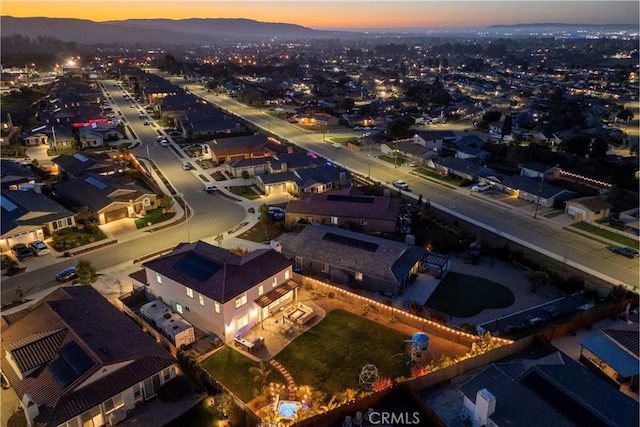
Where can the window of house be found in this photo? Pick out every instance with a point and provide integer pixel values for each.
(92, 418)
(166, 374)
(241, 300)
(137, 391)
(242, 321)
(114, 403)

◆ **Objective**:
Write out each row above again word for word, leaving out the pictures.

◆ **Result for this exercise**:
Where can the window of house be found in this photo? Pick out every instance with a point and provide integer pixel values for each.
(92, 418)
(166, 374)
(241, 300)
(137, 391)
(242, 321)
(114, 403)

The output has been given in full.